Exercise tasks.
A – In the rebase thread, when someone wants to split a commit and refer to the original instead of the rewritten one, what does Schindelin suggest the user be asked to do?
B – List the sender, date, and time of each message in the rebase thread that has a header.

Exercise passage.
-=-=-=-=-
But we also would want to have a sequencer generic enough to be capable of
faithfully reproducing a history with merges.
--

From: Johannes Schindelin
Date: Tuesday, April 29, 2008 - 3:55 pm

hi,


I do not understand.  The topological order assures that you have 
rewritten every commit that needs to be rewritten before rewriting the 
current commit.

Puzzled,
Dscho
--

From: Junio C Hamano
Date: Tuesday, April 29, 2008 - 4:06 pm

Perhaps it would help to go back to the message J6t incompletely quoted,
and try the example with the parent order of Y swapped (i.e. B == Y^2, C
== Y^1)

Recreating X and Y both need to refer to the rewritten B as the parameter
to "merge" insn.  You create X first then you cannot refer to B anymore to
recreate Y.  The other way around you cannot name B to recreate X.

--

From: Johannes Schindelin
Date: Tuesday, April 29, 2008 - 4:31 pm

Hi,


If you refer to "B" as the "short name of the original commit which refers 
to the rewritten commit as soon as B was rewritten", then I really do not 
see the problem.

Every commit has 0..n parents.  These are properly identified before 
rebasing.  Some of them have to be rewritten, because they are rebased.

So if you order the commits topologically, so that ancestors come first, 
you will have to jump around a bit with the "reset" command, but you can 
basically make sure that all parents that needed rewriting were 
rewritten already before rewriting that commit.

Now, if you want to split a commit, you may want to refer to the original 
commit instead of an already rewritten commit, but I think that this 
occasion is rare enough, that we can ask the user to tag that commit, and 
refer to that commit by its tag in the todo list.

Or you write down the original's long name and use that one.

But if you use the _default_ todo list, i.e. you want to rebase preserving 
merges without interfering manually with the process, what I said about 
the topological ordering still holds true.

At no point will you need to refer _both_ to the original _and_ to the 
rewritten commit name.
-=-=-=-=-
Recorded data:

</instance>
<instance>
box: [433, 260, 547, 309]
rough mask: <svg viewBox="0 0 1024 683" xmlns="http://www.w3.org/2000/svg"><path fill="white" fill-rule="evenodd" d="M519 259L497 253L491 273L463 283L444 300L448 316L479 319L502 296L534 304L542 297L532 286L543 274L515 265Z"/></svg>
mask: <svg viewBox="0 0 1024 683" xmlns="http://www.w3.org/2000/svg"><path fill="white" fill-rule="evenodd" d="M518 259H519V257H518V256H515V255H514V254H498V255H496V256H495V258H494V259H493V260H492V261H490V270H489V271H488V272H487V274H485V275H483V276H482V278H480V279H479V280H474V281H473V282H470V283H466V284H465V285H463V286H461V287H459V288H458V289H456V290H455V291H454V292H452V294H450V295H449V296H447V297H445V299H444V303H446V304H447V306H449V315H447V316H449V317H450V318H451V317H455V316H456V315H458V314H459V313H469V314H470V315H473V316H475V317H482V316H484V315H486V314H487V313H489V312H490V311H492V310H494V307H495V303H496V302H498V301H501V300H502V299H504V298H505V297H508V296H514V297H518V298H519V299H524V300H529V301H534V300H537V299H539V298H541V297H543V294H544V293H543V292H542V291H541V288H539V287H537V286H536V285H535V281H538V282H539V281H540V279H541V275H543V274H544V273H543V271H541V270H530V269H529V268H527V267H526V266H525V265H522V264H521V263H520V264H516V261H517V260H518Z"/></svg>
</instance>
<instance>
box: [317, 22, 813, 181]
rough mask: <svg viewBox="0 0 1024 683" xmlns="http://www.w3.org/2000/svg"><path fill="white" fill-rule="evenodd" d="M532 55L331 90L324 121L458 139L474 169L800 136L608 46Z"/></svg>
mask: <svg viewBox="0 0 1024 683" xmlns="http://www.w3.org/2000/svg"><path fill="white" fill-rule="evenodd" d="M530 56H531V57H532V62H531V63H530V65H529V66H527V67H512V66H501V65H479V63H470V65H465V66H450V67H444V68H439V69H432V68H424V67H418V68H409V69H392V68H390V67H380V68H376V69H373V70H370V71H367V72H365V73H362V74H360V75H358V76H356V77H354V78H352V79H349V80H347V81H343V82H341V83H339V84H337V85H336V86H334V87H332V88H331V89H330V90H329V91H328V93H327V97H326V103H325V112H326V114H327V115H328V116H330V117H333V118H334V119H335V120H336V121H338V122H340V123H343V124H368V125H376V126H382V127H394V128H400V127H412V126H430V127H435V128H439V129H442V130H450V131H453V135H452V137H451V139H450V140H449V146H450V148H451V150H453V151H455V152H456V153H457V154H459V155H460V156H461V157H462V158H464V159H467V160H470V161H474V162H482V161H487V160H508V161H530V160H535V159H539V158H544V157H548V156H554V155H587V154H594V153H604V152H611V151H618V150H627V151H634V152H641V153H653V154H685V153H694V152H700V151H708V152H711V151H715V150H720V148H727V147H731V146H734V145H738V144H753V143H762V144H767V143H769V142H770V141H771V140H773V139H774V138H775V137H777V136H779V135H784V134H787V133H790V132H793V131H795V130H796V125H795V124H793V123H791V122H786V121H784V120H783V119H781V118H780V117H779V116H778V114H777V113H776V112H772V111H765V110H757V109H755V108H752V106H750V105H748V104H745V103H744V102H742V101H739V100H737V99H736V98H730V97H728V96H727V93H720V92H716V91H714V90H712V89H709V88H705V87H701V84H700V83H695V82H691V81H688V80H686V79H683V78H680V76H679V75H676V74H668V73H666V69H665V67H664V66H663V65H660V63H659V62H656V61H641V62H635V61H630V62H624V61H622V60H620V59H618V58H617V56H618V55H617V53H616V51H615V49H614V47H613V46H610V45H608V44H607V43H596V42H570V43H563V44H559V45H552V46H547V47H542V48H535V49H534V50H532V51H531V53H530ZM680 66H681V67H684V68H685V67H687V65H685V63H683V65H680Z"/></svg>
-=-=-=-=-
Responses in order.
A – Tag that commit and refer to it by its tag in the todo list.

B –
- Johannes Schindelin, Tuesday, April 29, 2008, 3:55 pm
- Junio C Hamano, Tuesday, April 29, 2008, 4:06 pm
- Johannes Schindelin, Tuesday, April 29, 2008, 4:31 pm